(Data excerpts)
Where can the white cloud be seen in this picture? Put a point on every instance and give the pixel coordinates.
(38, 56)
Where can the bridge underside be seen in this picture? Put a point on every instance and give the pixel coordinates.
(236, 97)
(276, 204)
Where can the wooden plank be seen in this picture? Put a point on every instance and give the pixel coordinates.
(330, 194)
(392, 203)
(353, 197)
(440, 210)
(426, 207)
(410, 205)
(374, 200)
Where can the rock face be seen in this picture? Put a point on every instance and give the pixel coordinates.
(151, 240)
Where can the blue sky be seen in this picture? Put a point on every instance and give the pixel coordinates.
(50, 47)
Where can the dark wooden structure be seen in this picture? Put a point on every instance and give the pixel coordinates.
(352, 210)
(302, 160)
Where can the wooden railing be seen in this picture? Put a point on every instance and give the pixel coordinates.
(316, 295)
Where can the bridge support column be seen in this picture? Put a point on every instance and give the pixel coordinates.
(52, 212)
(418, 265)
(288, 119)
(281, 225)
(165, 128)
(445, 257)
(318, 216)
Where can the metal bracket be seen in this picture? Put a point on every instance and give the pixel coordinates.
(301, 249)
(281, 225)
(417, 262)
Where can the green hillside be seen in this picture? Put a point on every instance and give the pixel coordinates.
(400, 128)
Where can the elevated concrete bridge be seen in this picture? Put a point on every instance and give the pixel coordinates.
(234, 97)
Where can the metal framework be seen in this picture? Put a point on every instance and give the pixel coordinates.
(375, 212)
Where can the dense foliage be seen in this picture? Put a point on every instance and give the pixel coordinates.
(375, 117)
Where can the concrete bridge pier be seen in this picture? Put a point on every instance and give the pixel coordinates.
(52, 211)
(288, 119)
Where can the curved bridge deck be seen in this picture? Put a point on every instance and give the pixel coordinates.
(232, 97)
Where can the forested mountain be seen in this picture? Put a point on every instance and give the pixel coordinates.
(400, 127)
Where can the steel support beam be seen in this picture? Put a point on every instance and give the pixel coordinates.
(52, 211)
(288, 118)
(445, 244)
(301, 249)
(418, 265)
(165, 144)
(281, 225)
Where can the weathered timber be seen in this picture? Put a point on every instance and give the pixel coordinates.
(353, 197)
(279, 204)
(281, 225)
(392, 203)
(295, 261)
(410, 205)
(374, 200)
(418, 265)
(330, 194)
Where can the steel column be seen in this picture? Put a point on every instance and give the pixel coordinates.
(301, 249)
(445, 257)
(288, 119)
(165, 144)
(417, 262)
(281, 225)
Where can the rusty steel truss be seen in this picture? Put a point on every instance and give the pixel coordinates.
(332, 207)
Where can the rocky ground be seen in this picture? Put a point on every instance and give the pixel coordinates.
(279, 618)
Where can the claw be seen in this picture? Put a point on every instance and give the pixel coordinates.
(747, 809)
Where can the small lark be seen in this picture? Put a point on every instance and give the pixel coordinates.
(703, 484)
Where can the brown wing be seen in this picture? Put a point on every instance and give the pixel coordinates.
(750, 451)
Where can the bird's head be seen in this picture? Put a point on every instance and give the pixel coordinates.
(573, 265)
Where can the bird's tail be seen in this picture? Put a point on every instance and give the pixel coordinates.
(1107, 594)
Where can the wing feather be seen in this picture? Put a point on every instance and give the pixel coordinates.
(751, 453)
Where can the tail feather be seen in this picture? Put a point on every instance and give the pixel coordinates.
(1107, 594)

* WORK ITEM
What is wanted is every line above, written out exactly.

* ANSWER BOX
Where can the white cloud be seen in this picture? Put a point on every instance and give the pixel coordinates.
(38, 56)
Where can the bridge underside be seen in this picture? Put a point on every instance and give the pixel coordinates.
(236, 97)
(276, 204)
Where can the wooden plank be seen in this picture? Put a point on every instance and give the pixel coordinates.
(330, 194)
(392, 203)
(353, 197)
(440, 210)
(426, 207)
(410, 205)
(374, 200)
Where can the rock face be seen in this picture? Put a point on every instance and give the pixel coordinates.
(151, 240)
Where can the blue sky be seen in this picture? Put a point on every instance and give the pixel coordinates.
(50, 47)
Where can the dark wooden structure be seen in this picture? Put a point on every instance and give the pixel coordinates.
(352, 210)
(302, 160)
Where can the wooden railing be seen in this picture? Put a point on every instance and give the pixel coordinates.
(316, 295)
Where can the bridge support column be seen in this picture? Put a point on every instance and give the pixel coordinates.
(52, 212)
(418, 265)
(288, 119)
(281, 225)
(165, 128)
(445, 257)
(318, 216)
Where can the metal bracket be seen in this picture? Put a point on every instance and give the pixel coordinates.
(301, 249)
(281, 225)
(417, 262)
Where can the green hillside be seen in this picture? Put a point on every instance and give the pixel coordinates.
(400, 128)
Where can the elevated concrete bridge be seen in this picture? Put a point on every instance and give the pixel coordinates.
(234, 97)
Where can the metal framework be seen in this picture? Put a point on every instance and give the pixel coordinates.
(375, 212)
Where can the dense foliage be seen in this picture? Put a point on every instance and give the pixel coordinates.
(375, 117)
Where can the concrete bridge pier be seen in this picture? Put a point on every instance and give the pixel coordinates.
(52, 211)
(288, 119)
Where can the curved bridge deck be seen in this picture? Put a point on every instance and give the pixel coordinates.
(232, 97)
Where can the forested mountain be seen in this picture? Put a point on every instance and give the pixel coordinates.
(400, 127)
Where can the steel support beam be seen in this picture? Put a point on every instance and give the pixel coordinates.
(52, 211)
(288, 118)
(445, 244)
(301, 249)
(418, 265)
(165, 144)
(281, 225)
Where can the weathered timber be seen in this picture? Put a point on every instance and give the pixel coordinates.
(353, 197)
(279, 204)
(281, 225)
(392, 203)
(295, 261)
(410, 205)
(374, 200)
(418, 265)
(330, 194)
Where can the steel column be seen in this picture? Put a point on every instance and give the pixel coordinates.
(301, 249)
(445, 257)
(288, 119)
(165, 144)
(417, 262)
(281, 225)
Where can the rusty steel truss be seen in this picture? Put a point on every instance and give the pixel coordinates.
(332, 207)
Where can the rocky ground be seen in this picture? Put a point on every instance and give the pixel coordinates.
(279, 618)
Where can the claw be seen in this picture? Put a point on every instance and give the pixel coordinates.
(747, 809)
Where can the small lark be seen in this picture? Put a point on every instance and give the pixel coordinates.
(703, 484)
Where can the brown wing be seen in this picture? Put a point on every instance and give the pixel coordinates.
(750, 451)
Where can the bird's head be seen in this picture? Put a point on every instance and give the pixel coordinates.
(573, 265)
Where can the bird's tail be seen in this picture? Put a point on every instance and give the pixel coordinates.
(1107, 594)
Where can the wing feather be seen in this picture? Put a point on every instance and give the pixel coordinates.
(751, 453)
Where can the tail feather be seen in this picture? Put a point on every instance and give the pixel coordinates.
(1107, 594)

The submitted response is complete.